DOCUMENT EXCERPT:
┌──

In the meantime, Matar, Hiyam, and the rest of the Gazans stranded in Ramallah — less than 60 miles from their homes in the Strip — are receiving piecemeal updates from friends and family. Intermittent telecommunications blackouts in Gaza have reduced these updates to the barest messages, mostly via SMS, which often only arrive hours or days after being sent.

Palestinians at the scene of an Israeli airstrike in Rafah, in the southern Gaza Strip, February 22, 2024. (Atia Mohammed/Flash90)

Palestinians at the scene of an Israeli airstrike in Rafah, in the southern Gaza Strip, February 22, 2024. (Atia Mohammed/Flash90)

“Our conversations have dropped to stating: ‘I’m alive and I’m okay.’ That’s all,” Matar said. “Even our big life decisions, like evacuating my mother and daughters, are made with few words, just thinking of safety.”

No work, no safety

In addition to these medical patients and their companions, thousands of laborers from Gaza were also in Israel or the West Bank on October 7. They, too, have found themselves detained in Israel and forcibly moved to the West Bank, their permits having been revoked.

Before October 7, Israel issued over 18,000 work permits to Gazans, providing a precarious economic lifeline for a lucky few to escape the Strip’s stifled economy. Following the attacks, workers were detained en masse; most were held for weeks without charge or trial, and without the Israeli authorities disclosing any information to humanitarian organizations, including the International Red Cross. They were later released into Ramallah.

The Palestinian Authority (PA) says it secured the return of over 5,000 workers to Gaza in several batches since October, while a similar number have been released directly by the Israeli authorities since November. A few thousand workers remain in the West Bank, many of whom are staying at the PA police academy headquarters in the city of Jericho.

Palestinian workers from the Gaza Strip who were detained in Israel since October 7 arrive at the Kerem Shalom/Karem Abu Salem crossing in the southern Gaza Strip, November 3, 2023. (Abed Rahim Khatib/Flash90)

Palestinian workers from the Gaza Strip who were detained in Israel since October 7 arrive at the Kerem Shalom/Karem Abu Salem crossing in the southern Gaza Strip, November 3, 2023. (Abed Rahim Khatib/Flash90)

The workers who returned to Gaza say they were bussed back to an area several miles from the Kerem Shalom/Karem Abu Salem checkpoint, compelled to walk the remaining distance to Gaza’s southernmost city of Rafah on foot. This was one final humiliation, adding to the traumatic experience of their prior detention which involved being handcuffed, blindfolded, and made to kneel for long hours, as well as deprived of food. Some were beaten, and many also had personal items confiscated, including ID cards and money.

Tareq, 48, was among those able to go back to Gaza. “We were given a choice to return, so I decided to return to Gaza even though I didn’t know who I’d find still there,” he told +972. “We were an influx of exhausted men longing to walk into Gaza even though it’s no longer what it was, and this feeling gave us the power to run — sometimes it felt like flying — toward the crossing despite the beatings and the humiliation.”

Tareq spent nearly 10 days in Israeli detention after October 7 without knowing where he was. He was only released after suffering a stroke: he was transferred to a hospital in Ramallah, where he spent five weeks in recovery. According to Tareq, when he was left at the hospital, he was only given back his ID card but not his money, medication, or phone.

“For 10 days we were squeezed into tiny areas, handcuffed, with no water and little food, and not allowed to speak to each other. I barely knew who was with me,” he recounted. Now, back in Gaza, he is living in a makeshift tent that he built for his family of eight in Rafah.

Hasan Yasin, 40, was working in a supermarket in Jaffa when the war broke out. Realizing that there was no safety for him there, nor any imminent prospects of returning to work, he and four colleagues attempted to enter the West Bank a few days later, but they were caught and arrested.

└──

DATASET EXTRACT:
┌──

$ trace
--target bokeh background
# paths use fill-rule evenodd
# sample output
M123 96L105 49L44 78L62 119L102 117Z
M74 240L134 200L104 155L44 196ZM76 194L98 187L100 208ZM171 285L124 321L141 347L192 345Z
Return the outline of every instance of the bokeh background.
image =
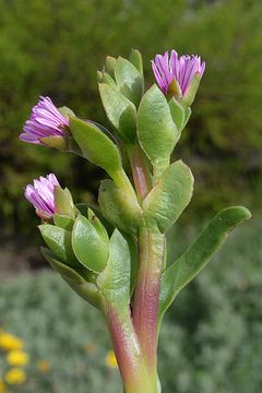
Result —
M105 56L138 48L150 86L150 60L176 48L200 53L206 71L174 153L190 165L195 192L169 234L169 260L223 207L243 204L254 218L170 309L159 343L163 388L261 392L262 2L0 0L0 327L21 337L31 356L17 390L120 391L118 370L105 360L103 321L47 270L36 247L38 218L23 196L33 178L52 171L75 201L95 202L105 174L76 156L22 143L22 124L39 95L107 123L96 84ZM0 359L4 378L4 350Z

└──

TO DO: Repeat everything in the article on Gazans stranded in the West Bank from "Tareq, 48, was" down to "medication, or phone.", word for word.

ANSWER SPACE:
Tareq, 48, was among those able to go back to Gaza. “We were given a choice to return, so I decided to return to Gaza even though I didn’t know who I’d find still there,” he told +972. “We were an influx of exhausted men longing to walk into Gaza even though it’s no longer what it was, and this feeling gave us the power to run — sometimes it felt like flying — toward the crossing despite the beatings and the humiliation.”

Tareq spent nearly 10 days in Israeli detention after October 7 without knowing where he was. He was only released after suffering a stroke: he was transferred to a hospital in Ramallah, where he spent five weeks in recovery. According to Tareq, when he was left at the hospital, he was only given back his ID card but not his money, medication, or phone.